(WRITTEN TASK): Copy the following data word for word, omitting the pictures from your answer.
───── ENTRIES SUPPLIED
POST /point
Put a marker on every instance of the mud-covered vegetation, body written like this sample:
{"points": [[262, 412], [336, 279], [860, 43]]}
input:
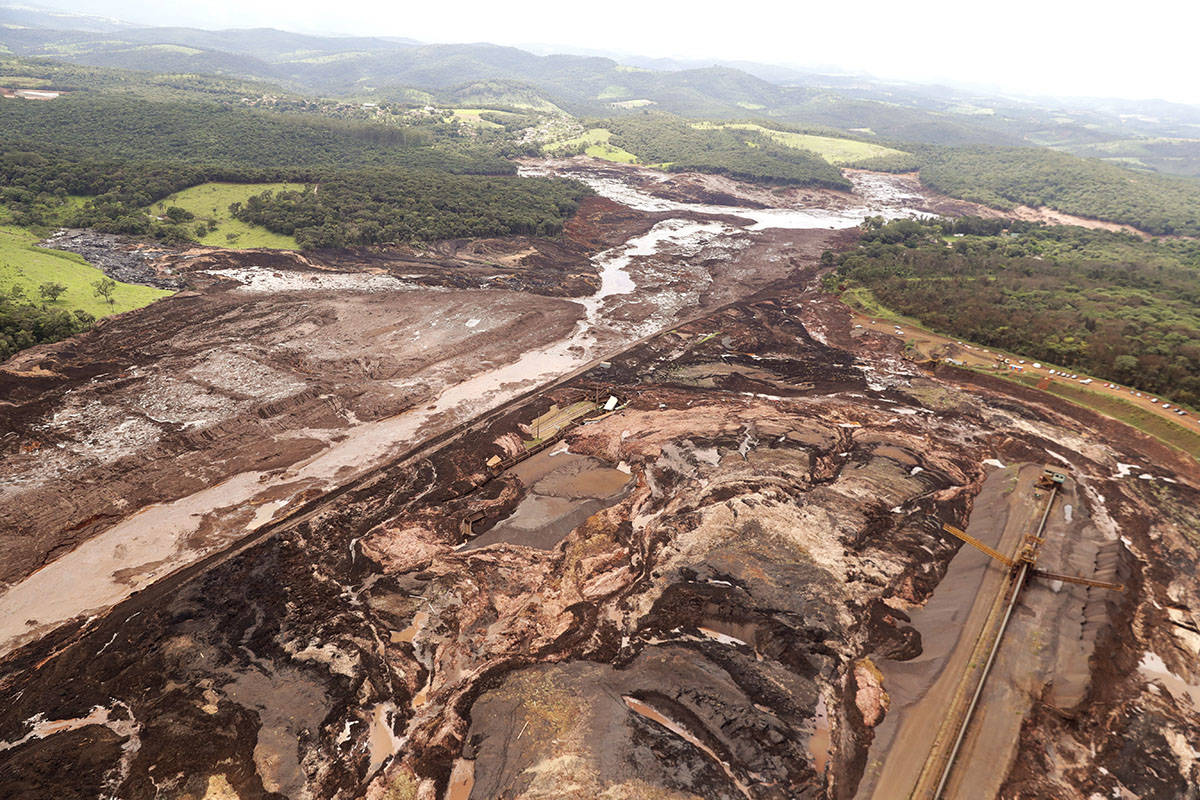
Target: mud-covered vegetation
{"points": [[745, 155], [1101, 302], [396, 206], [1008, 176]]}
──────────
(TASK SOLUTION):
POST /point
Put a marker on every instance of the mud-covered vegetation, body written like this sample:
{"points": [[262, 412], [336, 279], [860, 43]]}
input:
Target: mud-covered vegetation
{"points": [[745, 155], [1101, 302], [396, 206], [1008, 176]]}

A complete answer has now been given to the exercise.